PASSAGE FOR REVIEW:
CARLOS BARRIA/REUTERS Local media interviews a customer after buying an iPhone 5 at Apple’s retail store in Shanghai December 14, 2012. The China release of its iPhone 5 should win Apple Inc. some respite from a recent slide in its share of what is likely already the world’s biggest smartphone market, but its longer-term hopes may depend on new technology being tested by China’s top telecoms carrier. REUTERS/Carlos Barria
SAN FRANCISCO—A band of Apple Inc.’s most bullish fans on Wall Street are growing increasingly bearish over concerns that holiday iPhone sales have been weak and that the company needs new breakthrough products to fend off rivals Google Inc. and Samsung Electronics Co.
At least five analysts have cut their price targets for Apple since Dec. 16, with some saying Apple’s purchases from suppliers indicate iPhone and iPad sales may not meet projections. Because the two products are Apple’s largest sources of revenue and profit, any slowdown in demand would bode ill for growth prospects.

PROVIDED RECORDS:

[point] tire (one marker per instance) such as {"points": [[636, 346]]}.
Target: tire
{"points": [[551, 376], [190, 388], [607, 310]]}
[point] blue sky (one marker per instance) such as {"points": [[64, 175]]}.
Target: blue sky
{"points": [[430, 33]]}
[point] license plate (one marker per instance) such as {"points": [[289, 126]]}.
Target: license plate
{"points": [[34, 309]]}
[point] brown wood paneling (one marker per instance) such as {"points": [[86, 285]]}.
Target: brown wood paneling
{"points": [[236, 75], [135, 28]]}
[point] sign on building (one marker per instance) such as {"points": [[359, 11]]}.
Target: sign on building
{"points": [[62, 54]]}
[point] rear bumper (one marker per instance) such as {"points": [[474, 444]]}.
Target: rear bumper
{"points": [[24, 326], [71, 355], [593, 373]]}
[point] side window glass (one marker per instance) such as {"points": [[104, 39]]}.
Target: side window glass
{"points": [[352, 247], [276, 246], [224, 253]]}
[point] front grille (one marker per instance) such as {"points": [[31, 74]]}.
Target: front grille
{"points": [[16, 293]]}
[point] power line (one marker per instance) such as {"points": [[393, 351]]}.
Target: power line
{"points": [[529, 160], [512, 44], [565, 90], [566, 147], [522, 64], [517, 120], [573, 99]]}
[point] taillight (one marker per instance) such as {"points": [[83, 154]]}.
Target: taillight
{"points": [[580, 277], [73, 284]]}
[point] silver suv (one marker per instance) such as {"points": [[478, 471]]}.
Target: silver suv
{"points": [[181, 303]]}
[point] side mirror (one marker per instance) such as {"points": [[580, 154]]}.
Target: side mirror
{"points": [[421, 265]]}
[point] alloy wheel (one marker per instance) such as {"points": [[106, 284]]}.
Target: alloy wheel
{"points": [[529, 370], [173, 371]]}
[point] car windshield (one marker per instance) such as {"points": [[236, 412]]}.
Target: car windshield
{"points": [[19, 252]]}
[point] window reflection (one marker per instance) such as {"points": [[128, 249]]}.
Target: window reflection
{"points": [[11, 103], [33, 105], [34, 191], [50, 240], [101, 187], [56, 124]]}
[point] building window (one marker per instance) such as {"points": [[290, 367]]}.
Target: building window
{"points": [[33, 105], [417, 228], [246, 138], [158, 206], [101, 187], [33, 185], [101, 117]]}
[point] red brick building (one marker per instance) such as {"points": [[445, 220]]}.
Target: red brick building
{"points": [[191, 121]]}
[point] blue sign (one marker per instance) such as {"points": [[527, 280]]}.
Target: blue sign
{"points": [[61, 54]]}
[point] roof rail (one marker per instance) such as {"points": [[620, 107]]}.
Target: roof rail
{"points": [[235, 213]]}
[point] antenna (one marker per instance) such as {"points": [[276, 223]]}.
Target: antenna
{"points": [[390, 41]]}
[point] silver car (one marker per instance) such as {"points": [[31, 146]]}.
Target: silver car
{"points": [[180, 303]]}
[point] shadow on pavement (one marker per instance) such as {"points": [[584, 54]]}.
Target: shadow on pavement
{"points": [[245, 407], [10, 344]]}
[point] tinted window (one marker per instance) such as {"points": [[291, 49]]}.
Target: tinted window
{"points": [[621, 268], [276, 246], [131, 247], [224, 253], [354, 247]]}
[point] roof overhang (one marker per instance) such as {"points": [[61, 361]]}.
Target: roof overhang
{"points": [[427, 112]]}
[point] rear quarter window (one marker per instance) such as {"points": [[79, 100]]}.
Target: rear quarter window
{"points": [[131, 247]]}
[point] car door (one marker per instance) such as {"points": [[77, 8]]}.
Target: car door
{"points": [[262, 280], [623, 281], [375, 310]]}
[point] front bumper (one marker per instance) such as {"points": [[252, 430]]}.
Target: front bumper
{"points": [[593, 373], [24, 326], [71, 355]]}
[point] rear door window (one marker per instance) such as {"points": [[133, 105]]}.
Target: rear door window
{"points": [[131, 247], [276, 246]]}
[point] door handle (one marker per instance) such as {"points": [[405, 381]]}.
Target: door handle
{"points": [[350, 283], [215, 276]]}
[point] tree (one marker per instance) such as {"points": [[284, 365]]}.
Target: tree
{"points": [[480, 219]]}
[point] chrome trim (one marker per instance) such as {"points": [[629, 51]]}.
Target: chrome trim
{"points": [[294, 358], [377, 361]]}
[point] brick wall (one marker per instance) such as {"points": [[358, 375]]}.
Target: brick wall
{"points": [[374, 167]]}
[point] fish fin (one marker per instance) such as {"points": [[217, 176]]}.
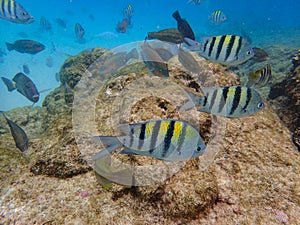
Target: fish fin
{"points": [[110, 142], [9, 46], [176, 15], [9, 84], [192, 44]]}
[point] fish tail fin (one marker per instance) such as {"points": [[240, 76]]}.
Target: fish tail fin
{"points": [[194, 100], [176, 15], [9, 46], [110, 142], [9, 84]]}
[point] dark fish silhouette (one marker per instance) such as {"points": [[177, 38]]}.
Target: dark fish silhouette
{"points": [[26, 69], [183, 26], [12, 11], [79, 31], [122, 26], [117, 60], [25, 46], [18, 134], [170, 35], [259, 55], [154, 62], [24, 85]]}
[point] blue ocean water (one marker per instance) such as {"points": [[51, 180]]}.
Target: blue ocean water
{"points": [[266, 22]]}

EXERCISE PROMPT:
Quote the whole article on Apple's iPhone sales and analyst price targets word for word. The lines are separate material with no connection to the article on Apple.

RESULT FOR THIS TASK:
CARLOS BARRIA/REUTERS Local media interviews a customer after buying an iPhone 5 at Apple’s retail store in Shanghai December 14, 2012. The China release of its iPhone 5 should win Apple Inc. some respite from a recent slide in its share of what is likely already the world’s biggest smartphone market, but its longer-term hopes may depend on new technology being tested by China’s top telecoms carrier. REUTERS/Carlos Barria
SAN FRANCISCO—A band of Apple Inc.’s most bullish fans on Wall Street are growing increasingly bearish over concerns that holiday iPhone sales have been weak and that the company needs new breakthrough products to fend off rivals Google Inc. and Samsung Electronics Co.
At least five analysts have cut their price targets for Apple since Dec. 16, with some saying Apple’s purchases from suppliers indicate iPhone and iPad sales may not meet projections. Because the two products are Apple’s largest sources of revenue and profit, any slowdown in demand would bode ill for growth prospects.